Problem statement -
The records below must be retyped exactly.

_ _ _ _ _

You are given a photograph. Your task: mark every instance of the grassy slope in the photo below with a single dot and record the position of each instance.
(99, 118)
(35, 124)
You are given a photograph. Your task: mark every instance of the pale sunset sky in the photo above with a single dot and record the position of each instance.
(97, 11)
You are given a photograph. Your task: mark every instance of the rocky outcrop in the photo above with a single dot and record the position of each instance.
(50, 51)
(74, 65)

_ _ _ _ _

Output below -
You are given a photograph. Your task: mark every instance of the grassy slope in the photo below with a single dot and record the position of each instance.
(99, 118)
(35, 124)
You are given a photograph. Your task: mark every instance of the pale sunset sky in the photo above with a single dot and record the position of each instance.
(97, 11)
You are given a photograph. Your task: mark every instance of the rocky outcrop in the photo above with a single dot and record the position of each instance.
(50, 51)
(74, 65)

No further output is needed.